• _WHAT NEEDS TO BE DONE_:
According to the passage on Bok globules, what kind of star systems do Bok globules most commonly form?

• _DOCUMENT SECTION_:
Additional Information
- Discovered: Bart Bok, 1940s

= Bok globule =

Isolated, small, and opaque nebula

In astronomy, Bok globules are isolated and relatively small dark nebulae containing dense cosmic dust and gas from which star formation may take place. Bok globules are found within H II regions, and typically have a mass of about two to 50 solar masses contained within a region about a light year or so across (about 4.5×10^47 m3). They contain molecular hydrogen (H_{2}), carbon oxides and helium, and around 1% (by mass) silicate dust. Bok globules most commonly result in the formation of double- or multiple-star systems.

== History ==
Bok globules were first observed by astronomer Bart Bok in the 1940s. In an article published in 1947, he and Edith F. Reilly hypothesized that these clouds were "similar to insect's cocoons" that were undergoing gravitational collapse to form new stars, from which stars and star clusters were born.
This hypothesis was difficult to verify due to the observational difficulties of establishing what was happening inside a dense dark cloud that obscured all visible light emitted from within it.

• _INFORMATION_:
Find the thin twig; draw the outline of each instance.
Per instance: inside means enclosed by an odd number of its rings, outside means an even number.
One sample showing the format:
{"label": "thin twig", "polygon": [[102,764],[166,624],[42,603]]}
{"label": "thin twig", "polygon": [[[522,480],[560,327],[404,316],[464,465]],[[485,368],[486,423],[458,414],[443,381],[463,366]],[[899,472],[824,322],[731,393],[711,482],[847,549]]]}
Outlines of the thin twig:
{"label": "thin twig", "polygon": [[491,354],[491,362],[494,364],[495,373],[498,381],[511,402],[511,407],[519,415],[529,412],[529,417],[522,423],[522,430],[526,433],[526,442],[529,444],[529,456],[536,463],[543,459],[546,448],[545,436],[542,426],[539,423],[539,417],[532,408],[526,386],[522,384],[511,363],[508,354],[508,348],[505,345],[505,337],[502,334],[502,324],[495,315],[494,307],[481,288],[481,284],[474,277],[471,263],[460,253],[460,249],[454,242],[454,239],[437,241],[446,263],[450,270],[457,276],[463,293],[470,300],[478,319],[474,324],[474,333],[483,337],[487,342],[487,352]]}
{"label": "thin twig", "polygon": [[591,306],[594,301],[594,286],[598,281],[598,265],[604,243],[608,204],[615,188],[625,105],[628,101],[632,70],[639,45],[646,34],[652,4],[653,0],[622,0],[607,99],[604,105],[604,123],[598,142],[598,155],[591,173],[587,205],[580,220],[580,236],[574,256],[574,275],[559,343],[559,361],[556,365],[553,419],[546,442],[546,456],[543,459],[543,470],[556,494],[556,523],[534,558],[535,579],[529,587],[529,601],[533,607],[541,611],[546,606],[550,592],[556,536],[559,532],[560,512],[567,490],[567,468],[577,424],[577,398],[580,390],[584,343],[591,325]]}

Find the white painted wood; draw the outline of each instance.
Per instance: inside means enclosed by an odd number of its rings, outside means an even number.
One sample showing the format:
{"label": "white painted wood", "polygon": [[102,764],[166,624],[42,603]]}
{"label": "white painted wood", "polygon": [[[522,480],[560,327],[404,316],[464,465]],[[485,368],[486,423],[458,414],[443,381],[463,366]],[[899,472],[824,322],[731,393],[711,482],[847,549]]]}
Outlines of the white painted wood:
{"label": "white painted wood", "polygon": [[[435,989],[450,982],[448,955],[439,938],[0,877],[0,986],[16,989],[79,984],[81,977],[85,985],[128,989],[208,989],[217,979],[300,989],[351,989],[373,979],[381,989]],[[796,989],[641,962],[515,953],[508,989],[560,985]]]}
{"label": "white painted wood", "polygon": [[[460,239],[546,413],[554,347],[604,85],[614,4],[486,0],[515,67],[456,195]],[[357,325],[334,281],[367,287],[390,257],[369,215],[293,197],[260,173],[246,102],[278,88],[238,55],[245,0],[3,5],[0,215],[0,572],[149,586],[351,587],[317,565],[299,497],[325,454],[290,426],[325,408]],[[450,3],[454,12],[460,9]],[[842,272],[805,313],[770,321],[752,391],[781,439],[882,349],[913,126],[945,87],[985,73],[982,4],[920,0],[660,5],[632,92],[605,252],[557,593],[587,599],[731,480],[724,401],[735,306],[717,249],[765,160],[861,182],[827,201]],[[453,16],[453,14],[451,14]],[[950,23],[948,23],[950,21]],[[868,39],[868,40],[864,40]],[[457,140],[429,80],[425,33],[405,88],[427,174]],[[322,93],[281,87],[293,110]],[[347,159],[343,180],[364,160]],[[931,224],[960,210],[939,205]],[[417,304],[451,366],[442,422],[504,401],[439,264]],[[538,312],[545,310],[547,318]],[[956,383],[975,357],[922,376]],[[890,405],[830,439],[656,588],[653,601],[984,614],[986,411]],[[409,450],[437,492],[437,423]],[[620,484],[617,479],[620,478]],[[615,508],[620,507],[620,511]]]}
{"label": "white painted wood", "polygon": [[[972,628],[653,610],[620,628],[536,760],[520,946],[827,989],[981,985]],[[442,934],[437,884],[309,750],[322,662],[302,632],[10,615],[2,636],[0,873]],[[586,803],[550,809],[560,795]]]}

• _FINAL ANSWER_:
Double- or multiple-star systems.